_WRITTEN REQUEST_
Reproduce the listing from the line containing "in pot in the photo above." through the final line of the listing, both included, with "wooden" replaced by "timber" and everything else left unchanged.

::::::

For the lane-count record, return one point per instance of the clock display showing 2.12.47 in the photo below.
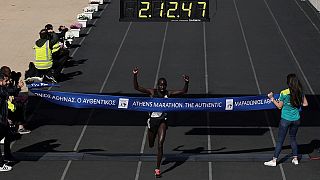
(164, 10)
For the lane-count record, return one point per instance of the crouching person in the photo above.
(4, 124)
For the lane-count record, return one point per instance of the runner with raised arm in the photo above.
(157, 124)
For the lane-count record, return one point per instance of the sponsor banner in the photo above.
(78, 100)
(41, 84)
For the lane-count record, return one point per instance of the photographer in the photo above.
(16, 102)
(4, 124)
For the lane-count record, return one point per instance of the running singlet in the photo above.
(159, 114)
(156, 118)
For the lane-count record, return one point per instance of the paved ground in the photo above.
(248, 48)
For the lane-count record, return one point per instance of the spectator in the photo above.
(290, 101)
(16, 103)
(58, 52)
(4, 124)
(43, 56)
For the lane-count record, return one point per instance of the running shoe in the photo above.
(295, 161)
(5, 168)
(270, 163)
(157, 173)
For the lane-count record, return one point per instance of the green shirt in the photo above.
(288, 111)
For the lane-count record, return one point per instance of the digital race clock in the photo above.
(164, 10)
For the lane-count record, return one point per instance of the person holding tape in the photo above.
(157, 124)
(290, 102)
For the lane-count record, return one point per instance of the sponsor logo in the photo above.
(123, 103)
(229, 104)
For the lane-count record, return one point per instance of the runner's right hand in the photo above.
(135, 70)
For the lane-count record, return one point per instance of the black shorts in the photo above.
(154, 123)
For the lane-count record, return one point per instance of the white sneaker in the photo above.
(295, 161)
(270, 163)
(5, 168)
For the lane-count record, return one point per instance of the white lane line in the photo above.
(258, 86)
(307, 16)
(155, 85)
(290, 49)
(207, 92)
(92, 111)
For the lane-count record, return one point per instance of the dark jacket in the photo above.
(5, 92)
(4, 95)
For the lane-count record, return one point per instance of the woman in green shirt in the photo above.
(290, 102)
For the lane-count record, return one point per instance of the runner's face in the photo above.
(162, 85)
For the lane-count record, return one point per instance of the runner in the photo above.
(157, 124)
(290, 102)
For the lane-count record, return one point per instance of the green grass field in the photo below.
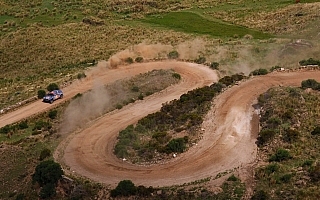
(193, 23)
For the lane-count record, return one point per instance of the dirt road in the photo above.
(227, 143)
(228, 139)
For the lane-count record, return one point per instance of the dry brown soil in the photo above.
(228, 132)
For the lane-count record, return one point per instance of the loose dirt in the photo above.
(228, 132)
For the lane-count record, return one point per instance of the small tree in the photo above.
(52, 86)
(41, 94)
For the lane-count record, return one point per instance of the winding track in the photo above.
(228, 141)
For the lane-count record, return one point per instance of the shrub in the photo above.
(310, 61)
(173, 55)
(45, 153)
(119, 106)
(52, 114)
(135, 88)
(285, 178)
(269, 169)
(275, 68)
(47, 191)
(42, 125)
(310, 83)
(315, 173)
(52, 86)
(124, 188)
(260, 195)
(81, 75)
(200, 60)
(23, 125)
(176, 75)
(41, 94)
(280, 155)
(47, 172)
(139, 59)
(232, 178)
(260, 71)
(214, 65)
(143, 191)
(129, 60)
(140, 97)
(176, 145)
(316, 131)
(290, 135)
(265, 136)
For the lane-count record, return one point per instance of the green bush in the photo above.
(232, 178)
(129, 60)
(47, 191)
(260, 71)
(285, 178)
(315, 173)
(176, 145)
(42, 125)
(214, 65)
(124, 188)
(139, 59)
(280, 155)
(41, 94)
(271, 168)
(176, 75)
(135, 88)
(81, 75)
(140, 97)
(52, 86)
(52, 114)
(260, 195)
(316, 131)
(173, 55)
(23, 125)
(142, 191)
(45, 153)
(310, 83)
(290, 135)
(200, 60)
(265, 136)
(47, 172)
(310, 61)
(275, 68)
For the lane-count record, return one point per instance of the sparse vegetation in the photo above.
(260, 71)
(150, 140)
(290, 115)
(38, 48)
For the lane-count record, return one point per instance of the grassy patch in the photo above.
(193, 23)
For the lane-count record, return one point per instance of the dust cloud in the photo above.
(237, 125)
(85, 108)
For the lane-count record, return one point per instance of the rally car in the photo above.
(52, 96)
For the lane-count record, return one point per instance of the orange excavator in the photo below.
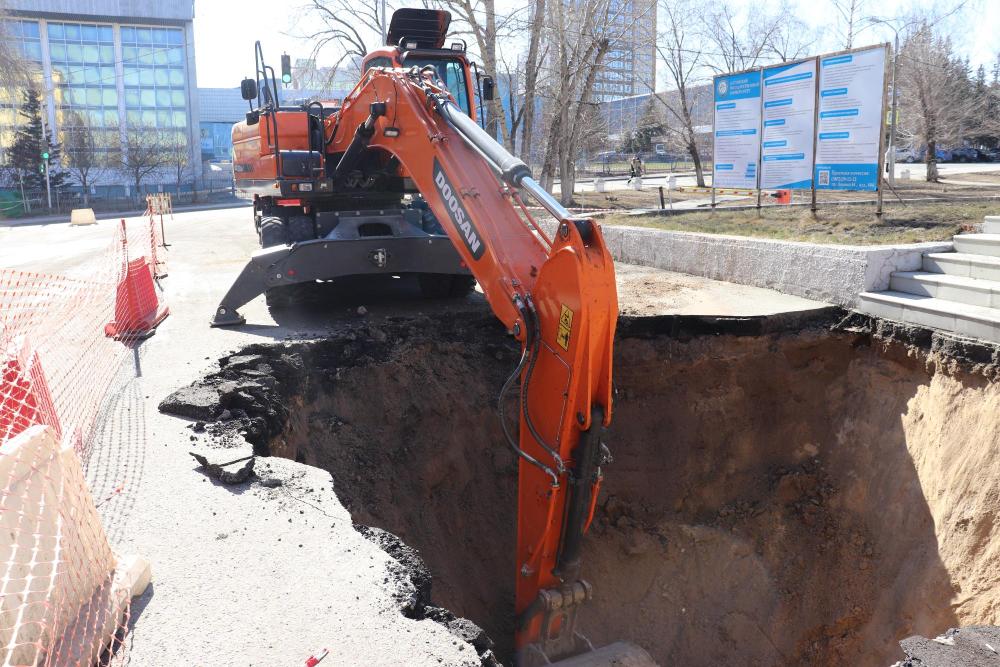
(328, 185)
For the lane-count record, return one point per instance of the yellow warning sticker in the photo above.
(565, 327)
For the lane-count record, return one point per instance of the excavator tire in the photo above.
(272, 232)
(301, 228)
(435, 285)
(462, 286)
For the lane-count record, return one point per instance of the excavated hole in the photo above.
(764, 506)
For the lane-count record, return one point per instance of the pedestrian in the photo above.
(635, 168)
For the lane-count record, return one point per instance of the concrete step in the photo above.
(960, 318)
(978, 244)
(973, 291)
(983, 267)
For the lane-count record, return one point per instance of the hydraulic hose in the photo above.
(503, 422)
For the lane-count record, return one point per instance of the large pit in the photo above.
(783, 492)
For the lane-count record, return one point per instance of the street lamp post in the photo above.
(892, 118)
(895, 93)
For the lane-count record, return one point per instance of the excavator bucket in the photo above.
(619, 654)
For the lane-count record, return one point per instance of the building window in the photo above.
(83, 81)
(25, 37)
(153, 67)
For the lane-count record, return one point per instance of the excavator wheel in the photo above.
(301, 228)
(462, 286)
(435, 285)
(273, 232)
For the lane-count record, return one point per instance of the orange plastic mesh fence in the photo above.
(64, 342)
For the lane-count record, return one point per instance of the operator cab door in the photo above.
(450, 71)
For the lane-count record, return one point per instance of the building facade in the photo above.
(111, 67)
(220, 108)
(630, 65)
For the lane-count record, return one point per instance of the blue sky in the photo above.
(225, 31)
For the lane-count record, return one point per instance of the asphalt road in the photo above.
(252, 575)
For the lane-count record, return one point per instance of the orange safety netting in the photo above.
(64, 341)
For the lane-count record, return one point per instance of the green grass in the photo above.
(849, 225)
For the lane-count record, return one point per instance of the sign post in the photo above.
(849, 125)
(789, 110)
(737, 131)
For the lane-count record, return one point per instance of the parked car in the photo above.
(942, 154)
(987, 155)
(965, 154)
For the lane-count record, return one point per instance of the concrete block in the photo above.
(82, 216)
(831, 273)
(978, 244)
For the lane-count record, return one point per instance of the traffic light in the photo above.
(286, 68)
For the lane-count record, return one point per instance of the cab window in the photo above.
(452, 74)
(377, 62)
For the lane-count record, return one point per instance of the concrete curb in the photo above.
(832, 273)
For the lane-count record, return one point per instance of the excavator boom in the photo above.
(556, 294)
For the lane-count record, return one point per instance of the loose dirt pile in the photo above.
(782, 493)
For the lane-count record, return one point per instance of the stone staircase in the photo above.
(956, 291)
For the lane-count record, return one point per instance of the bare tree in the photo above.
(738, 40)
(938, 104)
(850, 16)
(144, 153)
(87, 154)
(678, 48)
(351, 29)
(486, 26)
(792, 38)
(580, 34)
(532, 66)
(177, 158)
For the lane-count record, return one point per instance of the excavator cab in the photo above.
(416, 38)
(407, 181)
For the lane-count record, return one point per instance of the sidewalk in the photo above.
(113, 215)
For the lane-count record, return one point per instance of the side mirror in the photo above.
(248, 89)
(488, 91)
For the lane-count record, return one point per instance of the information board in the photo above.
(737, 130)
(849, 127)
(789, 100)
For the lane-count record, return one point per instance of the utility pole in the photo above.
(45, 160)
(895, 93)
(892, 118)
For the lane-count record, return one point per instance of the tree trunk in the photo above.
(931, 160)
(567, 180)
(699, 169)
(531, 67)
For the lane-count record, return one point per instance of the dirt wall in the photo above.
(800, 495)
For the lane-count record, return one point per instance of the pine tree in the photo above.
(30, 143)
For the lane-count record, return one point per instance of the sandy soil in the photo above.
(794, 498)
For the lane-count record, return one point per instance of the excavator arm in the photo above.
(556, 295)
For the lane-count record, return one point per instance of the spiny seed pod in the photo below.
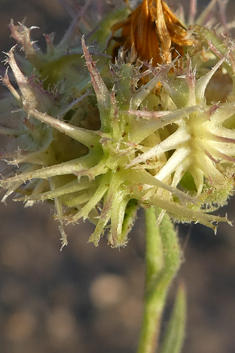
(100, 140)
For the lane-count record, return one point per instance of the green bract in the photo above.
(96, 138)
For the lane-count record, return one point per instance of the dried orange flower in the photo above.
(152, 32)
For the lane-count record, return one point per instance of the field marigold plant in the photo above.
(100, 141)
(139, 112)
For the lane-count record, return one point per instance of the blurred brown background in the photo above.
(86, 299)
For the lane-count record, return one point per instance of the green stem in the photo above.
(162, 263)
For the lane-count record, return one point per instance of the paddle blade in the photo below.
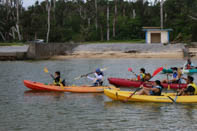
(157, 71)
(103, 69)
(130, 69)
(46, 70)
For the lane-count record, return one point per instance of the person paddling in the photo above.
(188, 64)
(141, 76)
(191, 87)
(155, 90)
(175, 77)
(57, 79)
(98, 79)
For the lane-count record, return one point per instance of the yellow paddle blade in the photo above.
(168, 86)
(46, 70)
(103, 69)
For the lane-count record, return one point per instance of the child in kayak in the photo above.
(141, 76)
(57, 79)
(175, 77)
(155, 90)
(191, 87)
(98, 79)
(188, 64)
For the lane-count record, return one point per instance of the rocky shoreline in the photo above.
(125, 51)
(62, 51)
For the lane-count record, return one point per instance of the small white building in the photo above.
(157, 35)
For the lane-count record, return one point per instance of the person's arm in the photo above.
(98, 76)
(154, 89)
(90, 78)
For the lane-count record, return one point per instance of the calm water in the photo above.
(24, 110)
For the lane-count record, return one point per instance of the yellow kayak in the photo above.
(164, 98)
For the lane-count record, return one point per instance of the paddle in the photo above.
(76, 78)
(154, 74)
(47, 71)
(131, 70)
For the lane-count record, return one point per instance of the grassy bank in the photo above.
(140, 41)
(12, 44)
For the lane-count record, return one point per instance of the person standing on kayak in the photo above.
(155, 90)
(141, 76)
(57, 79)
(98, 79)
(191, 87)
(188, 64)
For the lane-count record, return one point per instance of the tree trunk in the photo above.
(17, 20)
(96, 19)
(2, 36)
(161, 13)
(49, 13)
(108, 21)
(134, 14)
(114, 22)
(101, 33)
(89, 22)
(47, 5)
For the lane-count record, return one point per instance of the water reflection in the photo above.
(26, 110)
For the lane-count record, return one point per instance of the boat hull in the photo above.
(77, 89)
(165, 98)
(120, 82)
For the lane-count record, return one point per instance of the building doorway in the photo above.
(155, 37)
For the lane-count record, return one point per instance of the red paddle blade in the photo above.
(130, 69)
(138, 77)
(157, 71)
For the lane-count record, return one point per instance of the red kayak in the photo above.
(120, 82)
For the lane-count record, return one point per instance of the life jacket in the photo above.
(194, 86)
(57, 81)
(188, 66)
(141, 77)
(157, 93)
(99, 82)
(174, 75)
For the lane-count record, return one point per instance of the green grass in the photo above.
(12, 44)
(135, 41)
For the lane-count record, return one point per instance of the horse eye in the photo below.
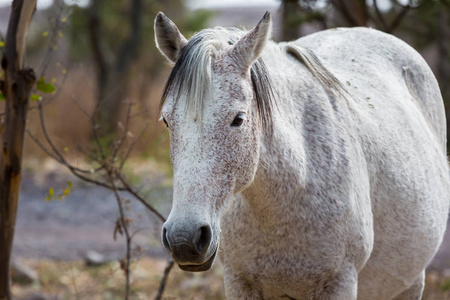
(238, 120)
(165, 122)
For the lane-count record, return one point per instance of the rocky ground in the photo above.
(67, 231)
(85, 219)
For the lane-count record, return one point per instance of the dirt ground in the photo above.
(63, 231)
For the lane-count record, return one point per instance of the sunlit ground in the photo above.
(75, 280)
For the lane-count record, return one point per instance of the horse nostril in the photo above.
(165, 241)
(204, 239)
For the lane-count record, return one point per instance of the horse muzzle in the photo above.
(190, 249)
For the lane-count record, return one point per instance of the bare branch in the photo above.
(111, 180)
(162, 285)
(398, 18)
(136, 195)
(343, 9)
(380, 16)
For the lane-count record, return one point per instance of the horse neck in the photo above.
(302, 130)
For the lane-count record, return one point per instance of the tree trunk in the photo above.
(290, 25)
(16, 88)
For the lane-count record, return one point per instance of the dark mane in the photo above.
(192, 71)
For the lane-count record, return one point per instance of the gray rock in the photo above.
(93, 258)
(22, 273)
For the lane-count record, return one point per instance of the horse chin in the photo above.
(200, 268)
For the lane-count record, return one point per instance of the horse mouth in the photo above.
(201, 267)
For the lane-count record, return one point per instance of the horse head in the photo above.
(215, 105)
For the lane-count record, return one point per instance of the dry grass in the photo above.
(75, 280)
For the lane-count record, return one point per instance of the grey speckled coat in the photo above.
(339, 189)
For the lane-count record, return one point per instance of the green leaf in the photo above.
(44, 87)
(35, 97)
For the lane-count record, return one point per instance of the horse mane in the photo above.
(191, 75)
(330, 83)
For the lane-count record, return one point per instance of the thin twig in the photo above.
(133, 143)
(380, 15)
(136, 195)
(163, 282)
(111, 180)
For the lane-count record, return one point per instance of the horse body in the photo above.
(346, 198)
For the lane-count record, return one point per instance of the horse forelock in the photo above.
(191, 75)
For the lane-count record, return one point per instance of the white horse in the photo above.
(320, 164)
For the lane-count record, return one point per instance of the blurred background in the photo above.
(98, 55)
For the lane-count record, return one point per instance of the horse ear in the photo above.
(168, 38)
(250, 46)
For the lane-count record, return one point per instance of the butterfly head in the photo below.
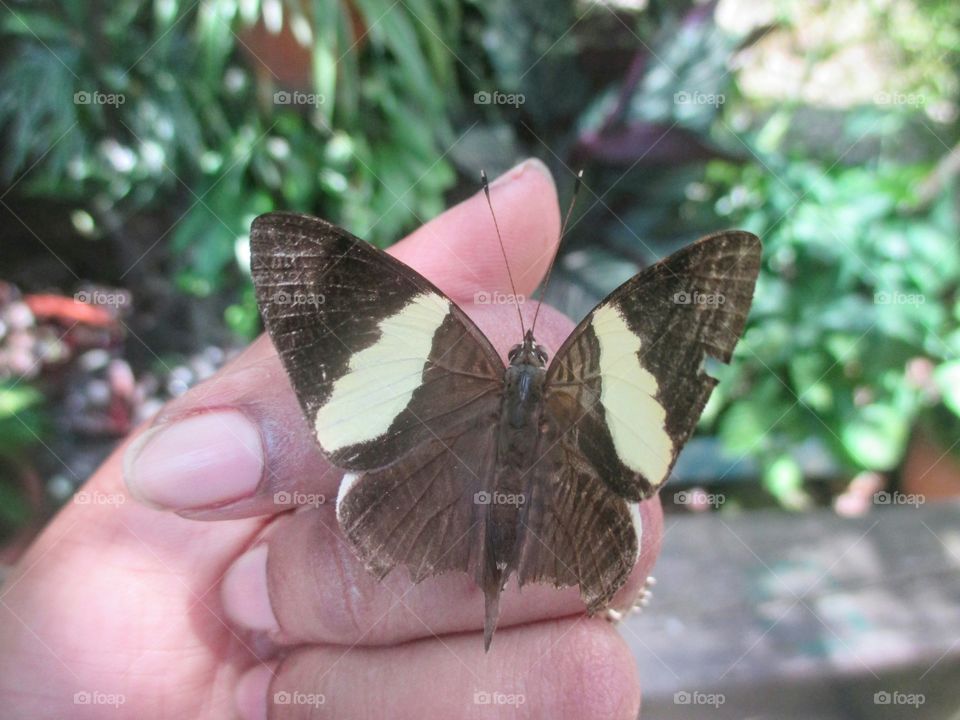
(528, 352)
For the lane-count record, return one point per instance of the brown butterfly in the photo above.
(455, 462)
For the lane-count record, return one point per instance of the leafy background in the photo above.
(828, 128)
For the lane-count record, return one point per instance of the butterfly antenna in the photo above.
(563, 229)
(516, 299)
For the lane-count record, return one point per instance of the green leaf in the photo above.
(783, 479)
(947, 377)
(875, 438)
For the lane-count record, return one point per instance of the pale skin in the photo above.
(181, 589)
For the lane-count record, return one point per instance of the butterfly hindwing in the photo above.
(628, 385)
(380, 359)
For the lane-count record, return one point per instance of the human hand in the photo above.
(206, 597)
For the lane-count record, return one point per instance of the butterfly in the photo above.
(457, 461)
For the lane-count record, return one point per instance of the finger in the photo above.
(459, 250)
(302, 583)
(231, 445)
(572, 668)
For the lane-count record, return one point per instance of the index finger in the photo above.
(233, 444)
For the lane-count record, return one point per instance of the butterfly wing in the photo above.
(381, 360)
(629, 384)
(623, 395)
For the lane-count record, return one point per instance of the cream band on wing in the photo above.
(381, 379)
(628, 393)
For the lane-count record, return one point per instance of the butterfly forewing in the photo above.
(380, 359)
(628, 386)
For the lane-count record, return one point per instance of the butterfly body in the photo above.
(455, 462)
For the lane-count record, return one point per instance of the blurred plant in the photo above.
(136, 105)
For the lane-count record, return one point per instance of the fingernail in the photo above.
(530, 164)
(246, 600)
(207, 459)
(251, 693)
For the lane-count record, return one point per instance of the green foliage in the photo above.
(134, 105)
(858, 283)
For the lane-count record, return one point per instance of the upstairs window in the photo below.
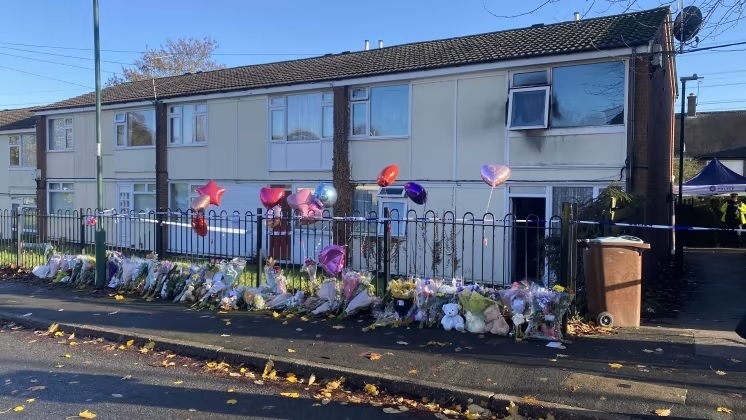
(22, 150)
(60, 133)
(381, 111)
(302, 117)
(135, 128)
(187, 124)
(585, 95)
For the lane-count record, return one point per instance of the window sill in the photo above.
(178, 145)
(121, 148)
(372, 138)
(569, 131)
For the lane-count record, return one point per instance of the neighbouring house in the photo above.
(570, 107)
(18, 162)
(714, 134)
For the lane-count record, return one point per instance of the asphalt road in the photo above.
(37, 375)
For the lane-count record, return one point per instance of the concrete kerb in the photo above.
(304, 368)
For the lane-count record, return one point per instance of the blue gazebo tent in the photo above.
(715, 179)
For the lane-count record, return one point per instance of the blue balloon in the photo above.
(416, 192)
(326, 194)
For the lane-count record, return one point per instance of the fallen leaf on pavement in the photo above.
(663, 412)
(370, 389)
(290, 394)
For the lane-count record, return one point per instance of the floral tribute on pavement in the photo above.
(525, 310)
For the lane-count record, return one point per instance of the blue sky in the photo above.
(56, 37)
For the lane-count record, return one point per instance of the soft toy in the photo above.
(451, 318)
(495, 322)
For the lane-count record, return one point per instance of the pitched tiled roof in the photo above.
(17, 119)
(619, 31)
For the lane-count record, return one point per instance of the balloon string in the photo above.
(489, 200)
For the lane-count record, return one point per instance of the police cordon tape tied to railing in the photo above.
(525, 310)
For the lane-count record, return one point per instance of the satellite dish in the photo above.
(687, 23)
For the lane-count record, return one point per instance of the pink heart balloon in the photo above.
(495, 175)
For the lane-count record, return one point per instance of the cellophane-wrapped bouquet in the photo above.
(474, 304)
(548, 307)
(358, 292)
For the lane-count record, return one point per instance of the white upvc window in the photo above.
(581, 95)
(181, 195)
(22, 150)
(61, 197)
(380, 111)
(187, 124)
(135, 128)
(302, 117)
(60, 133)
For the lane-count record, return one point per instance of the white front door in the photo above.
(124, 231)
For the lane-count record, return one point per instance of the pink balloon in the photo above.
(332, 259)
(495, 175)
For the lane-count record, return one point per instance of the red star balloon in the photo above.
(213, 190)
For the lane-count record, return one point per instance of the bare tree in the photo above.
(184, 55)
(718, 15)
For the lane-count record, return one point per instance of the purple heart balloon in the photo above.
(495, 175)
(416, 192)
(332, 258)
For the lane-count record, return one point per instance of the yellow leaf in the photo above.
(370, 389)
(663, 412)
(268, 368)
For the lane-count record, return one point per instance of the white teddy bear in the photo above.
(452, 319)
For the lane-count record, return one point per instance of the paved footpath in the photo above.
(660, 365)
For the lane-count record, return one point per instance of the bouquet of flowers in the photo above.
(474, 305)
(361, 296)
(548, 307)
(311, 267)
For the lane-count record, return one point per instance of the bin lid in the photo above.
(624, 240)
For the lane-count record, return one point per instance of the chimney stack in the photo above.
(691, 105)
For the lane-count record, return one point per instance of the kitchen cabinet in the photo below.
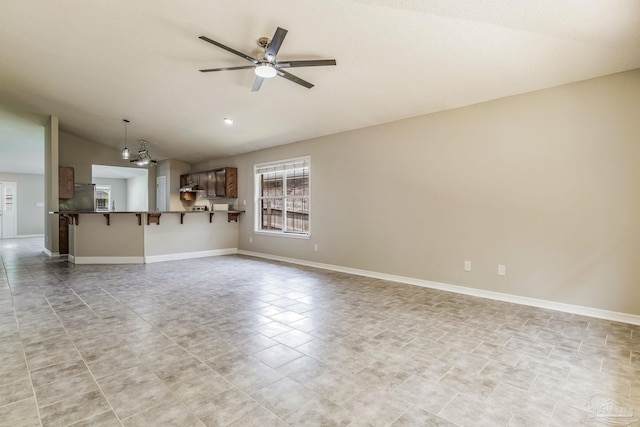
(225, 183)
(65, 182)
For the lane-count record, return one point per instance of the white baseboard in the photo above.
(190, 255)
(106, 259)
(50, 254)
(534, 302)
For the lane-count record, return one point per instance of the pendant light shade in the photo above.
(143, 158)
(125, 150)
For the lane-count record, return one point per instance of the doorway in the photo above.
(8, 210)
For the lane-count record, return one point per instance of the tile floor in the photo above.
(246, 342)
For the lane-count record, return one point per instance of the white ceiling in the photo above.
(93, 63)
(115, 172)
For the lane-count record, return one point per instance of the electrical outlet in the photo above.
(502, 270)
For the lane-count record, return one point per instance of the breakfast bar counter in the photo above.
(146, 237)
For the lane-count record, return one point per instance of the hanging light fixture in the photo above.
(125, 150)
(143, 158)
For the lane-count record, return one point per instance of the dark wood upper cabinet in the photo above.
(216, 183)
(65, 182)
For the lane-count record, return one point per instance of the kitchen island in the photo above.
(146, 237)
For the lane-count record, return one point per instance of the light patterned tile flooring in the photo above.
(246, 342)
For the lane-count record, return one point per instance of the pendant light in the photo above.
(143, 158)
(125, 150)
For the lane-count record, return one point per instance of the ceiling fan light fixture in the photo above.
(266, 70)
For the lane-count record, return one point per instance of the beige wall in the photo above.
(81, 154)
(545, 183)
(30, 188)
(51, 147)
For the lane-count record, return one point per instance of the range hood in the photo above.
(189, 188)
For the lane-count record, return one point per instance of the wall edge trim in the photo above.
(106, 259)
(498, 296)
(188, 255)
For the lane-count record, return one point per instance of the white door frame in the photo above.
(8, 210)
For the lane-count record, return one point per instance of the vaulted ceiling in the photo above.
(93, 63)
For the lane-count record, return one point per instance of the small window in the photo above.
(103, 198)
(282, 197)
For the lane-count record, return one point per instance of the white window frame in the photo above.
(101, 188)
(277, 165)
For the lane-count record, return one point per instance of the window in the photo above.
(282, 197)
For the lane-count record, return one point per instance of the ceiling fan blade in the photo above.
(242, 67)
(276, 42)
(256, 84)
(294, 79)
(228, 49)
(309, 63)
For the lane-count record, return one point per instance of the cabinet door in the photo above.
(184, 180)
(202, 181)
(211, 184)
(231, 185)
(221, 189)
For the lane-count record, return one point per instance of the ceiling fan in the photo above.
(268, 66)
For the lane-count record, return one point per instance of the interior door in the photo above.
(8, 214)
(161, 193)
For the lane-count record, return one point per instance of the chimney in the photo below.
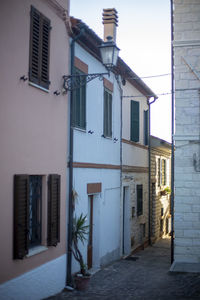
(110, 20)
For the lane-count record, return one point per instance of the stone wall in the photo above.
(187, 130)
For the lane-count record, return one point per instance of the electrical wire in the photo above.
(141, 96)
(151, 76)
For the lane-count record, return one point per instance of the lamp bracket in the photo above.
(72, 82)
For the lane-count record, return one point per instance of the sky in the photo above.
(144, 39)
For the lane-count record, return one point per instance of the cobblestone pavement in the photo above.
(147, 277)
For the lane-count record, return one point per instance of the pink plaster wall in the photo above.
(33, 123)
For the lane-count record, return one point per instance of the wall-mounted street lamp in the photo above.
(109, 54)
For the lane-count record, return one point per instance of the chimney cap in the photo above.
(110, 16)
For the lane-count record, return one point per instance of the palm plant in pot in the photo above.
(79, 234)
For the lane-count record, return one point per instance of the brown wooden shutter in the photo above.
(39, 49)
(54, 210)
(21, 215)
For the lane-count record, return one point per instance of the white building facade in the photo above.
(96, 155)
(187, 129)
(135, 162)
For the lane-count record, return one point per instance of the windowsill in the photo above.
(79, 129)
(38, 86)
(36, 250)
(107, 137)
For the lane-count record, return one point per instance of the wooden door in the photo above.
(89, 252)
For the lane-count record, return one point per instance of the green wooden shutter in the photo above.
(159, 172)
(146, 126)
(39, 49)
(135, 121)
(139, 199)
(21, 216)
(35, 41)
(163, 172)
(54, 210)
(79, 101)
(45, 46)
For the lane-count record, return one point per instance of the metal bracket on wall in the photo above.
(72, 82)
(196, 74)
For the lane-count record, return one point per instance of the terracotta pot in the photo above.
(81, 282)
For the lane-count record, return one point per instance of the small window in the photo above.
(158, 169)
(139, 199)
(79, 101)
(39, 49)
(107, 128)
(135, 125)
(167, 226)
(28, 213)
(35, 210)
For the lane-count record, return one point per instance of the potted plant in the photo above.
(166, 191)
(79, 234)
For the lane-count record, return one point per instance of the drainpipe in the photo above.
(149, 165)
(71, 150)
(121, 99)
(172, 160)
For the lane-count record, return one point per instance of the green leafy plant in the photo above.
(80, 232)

::::::

_RESPONSE FOR THIS EXERCISE_
For the lane-count record, return one point per instance of the palm plant in pot in the photo above.
(79, 234)
For the lane-count record, return one point per instance of the brown timber shutter in the photo above.
(39, 49)
(54, 210)
(21, 215)
For the lane-count record, return one point per instance of the white building facade in the photo above.
(96, 155)
(187, 129)
(135, 162)
For the lane-count record, return one point per instance of the windowsill in the photo above.
(79, 129)
(38, 86)
(36, 250)
(107, 137)
For the lane-count record, return one point per instance of the timber door in the photo above.
(89, 252)
For the lane-count record, return one point per instance of the green timber shutter in the photo above.
(159, 172)
(146, 126)
(39, 49)
(135, 121)
(139, 199)
(21, 216)
(35, 41)
(163, 172)
(54, 210)
(79, 101)
(45, 46)
For the lane-count record, return one point per instance of the metal bracket on wall in the photo above.
(72, 82)
(196, 74)
For the lane-count record, return one point per instance of the terracotta pot in the photo above.
(81, 282)
For the lane-count record, return one point per instance of the small window in the photo above.
(158, 169)
(139, 199)
(79, 101)
(39, 49)
(107, 128)
(135, 125)
(167, 226)
(28, 213)
(35, 210)
For the lane-count record, return one point per instance of the potted plant in the photo above.
(166, 191)
(79, 234)
For the lane-count record, return one point per instance of the drainpipe in the photo above.
(149, 165)
(71, 150)
(121, 99)
(172, 160)
For the lane-count record, return one point per instance of the green leafy plant in the photo above.
(80, 232)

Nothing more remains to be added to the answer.